-- TASK TO COMPLETE --
Count how many lines in the records below contain the string "tent", matching case exactly, and reply with the number alone.
===
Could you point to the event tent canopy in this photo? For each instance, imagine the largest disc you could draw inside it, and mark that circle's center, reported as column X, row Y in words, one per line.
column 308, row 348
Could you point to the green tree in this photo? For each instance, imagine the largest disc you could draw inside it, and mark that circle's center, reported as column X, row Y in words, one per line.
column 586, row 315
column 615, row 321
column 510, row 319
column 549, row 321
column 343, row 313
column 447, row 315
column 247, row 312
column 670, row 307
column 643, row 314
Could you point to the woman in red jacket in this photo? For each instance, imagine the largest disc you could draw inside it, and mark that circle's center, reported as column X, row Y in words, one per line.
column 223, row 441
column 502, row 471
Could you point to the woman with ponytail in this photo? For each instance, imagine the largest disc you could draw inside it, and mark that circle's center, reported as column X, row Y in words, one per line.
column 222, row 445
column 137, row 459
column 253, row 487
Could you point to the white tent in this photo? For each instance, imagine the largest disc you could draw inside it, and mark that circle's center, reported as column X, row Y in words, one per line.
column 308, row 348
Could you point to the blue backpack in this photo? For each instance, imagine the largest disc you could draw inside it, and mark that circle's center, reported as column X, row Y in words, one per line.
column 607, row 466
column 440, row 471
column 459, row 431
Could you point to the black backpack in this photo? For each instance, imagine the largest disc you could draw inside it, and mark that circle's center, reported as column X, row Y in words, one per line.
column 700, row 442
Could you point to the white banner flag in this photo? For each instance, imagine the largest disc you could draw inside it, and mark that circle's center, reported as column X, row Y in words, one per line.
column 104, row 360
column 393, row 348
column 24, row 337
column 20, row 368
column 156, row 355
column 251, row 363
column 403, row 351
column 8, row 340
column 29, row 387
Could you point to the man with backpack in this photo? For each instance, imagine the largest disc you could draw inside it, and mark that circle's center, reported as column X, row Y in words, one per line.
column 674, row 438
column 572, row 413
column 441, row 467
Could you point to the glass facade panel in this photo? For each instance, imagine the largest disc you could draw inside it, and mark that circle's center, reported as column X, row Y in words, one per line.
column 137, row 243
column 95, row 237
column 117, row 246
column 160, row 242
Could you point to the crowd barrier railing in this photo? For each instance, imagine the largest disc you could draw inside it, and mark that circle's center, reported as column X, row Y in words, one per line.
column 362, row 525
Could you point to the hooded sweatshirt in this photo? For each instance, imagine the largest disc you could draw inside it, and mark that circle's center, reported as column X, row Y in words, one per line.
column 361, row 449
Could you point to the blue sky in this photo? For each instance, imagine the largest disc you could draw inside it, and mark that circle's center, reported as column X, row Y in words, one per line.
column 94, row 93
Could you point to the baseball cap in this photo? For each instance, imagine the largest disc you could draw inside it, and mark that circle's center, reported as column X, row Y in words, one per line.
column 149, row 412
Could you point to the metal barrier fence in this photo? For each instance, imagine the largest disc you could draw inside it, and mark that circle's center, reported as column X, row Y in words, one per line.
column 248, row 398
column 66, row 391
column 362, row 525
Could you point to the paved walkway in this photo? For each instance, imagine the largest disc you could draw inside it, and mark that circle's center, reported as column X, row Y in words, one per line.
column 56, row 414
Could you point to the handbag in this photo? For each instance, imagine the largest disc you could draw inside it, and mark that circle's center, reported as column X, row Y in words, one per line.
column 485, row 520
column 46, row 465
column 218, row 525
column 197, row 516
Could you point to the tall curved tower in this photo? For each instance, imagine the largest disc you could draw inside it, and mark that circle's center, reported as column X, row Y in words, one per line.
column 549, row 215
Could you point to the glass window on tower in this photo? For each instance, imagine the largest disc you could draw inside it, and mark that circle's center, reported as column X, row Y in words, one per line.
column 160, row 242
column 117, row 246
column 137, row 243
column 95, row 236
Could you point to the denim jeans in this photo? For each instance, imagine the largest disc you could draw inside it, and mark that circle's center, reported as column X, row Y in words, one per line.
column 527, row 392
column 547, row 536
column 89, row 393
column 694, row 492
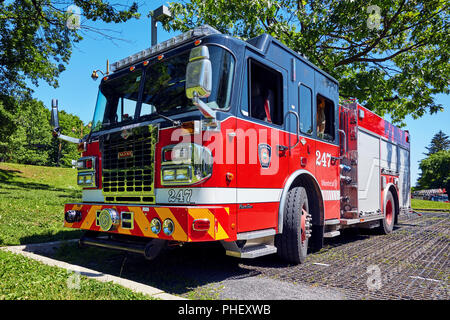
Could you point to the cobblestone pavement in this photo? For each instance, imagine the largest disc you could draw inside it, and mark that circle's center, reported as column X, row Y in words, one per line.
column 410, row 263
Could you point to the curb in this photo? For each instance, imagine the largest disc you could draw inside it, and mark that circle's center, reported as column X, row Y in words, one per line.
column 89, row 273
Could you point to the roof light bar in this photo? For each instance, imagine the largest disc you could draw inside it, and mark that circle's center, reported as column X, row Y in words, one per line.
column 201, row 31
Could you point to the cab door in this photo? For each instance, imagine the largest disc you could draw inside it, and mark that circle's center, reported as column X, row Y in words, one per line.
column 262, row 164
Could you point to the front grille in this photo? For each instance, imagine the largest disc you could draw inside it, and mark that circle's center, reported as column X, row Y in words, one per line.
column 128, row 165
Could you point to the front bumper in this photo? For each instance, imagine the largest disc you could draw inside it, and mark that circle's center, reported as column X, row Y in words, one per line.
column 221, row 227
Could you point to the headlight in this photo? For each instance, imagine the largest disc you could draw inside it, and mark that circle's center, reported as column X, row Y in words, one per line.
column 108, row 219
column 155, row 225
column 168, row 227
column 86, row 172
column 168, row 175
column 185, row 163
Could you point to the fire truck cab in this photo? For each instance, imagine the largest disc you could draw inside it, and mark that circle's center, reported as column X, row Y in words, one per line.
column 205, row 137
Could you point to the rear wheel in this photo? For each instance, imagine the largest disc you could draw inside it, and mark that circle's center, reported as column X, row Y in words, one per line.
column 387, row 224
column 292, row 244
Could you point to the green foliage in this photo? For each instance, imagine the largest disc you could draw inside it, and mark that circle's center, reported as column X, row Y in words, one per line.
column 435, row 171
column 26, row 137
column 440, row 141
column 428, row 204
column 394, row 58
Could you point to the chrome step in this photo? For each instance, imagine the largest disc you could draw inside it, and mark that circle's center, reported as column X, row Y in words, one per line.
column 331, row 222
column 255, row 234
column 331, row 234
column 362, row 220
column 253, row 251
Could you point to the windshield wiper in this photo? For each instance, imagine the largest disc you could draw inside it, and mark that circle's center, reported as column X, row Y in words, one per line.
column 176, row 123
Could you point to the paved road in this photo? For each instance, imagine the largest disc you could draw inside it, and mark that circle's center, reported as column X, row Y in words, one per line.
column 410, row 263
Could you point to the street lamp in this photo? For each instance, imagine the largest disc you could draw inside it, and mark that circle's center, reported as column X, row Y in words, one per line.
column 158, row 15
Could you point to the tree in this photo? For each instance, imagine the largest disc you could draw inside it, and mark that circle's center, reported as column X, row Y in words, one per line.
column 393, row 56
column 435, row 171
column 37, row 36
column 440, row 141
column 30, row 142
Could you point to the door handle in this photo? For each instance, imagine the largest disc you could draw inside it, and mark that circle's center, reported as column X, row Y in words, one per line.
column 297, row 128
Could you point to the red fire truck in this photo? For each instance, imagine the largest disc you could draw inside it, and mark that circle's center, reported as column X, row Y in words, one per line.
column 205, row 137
===
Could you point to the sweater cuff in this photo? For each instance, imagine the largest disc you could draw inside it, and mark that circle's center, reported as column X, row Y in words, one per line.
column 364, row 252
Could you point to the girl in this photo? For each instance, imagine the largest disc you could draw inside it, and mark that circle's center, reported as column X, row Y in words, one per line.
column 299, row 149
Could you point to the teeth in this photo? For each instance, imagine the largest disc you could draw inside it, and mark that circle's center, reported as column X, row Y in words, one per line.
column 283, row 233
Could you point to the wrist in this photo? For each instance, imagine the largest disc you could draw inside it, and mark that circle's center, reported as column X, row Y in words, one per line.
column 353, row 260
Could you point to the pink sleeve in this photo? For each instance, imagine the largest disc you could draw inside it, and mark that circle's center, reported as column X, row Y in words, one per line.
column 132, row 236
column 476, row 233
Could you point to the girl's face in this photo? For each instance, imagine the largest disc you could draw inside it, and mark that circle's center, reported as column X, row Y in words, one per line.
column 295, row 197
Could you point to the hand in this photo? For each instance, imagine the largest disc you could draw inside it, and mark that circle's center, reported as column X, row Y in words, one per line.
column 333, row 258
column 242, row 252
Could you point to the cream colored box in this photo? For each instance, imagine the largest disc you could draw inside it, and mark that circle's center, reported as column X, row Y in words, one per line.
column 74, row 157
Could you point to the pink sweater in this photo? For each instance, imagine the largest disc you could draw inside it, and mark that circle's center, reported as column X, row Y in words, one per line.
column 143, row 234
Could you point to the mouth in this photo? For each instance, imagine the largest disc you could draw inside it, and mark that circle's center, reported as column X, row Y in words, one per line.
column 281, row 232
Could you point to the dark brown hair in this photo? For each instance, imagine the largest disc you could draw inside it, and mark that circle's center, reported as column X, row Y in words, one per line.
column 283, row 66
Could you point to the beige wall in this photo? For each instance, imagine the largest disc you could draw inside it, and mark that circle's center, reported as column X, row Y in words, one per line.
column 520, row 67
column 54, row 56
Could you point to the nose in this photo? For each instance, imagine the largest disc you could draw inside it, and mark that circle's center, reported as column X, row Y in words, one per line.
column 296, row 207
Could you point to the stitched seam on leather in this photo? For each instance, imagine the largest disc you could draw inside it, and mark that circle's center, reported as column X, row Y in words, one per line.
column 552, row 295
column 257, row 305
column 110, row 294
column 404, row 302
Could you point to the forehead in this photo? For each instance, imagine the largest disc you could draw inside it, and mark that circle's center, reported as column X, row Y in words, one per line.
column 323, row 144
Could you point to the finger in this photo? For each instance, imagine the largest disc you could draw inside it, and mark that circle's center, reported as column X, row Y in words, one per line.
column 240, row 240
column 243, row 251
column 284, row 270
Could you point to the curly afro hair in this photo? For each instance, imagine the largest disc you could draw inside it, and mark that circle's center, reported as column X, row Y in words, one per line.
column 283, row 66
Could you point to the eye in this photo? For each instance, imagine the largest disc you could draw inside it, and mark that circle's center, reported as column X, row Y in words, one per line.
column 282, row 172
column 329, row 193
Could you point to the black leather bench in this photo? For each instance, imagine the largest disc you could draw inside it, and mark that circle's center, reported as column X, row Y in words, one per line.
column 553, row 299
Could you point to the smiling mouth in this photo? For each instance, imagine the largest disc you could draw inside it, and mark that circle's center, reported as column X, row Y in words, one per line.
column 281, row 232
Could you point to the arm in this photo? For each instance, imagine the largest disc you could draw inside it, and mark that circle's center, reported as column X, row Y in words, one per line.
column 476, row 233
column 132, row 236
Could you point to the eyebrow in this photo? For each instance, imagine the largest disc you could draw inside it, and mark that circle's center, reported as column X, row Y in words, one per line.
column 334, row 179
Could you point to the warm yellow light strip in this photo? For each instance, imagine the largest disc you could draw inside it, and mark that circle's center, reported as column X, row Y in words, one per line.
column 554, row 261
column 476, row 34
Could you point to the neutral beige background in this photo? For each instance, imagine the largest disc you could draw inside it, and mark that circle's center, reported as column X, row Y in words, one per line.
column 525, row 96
===
-- RIGHT ANSWER --
2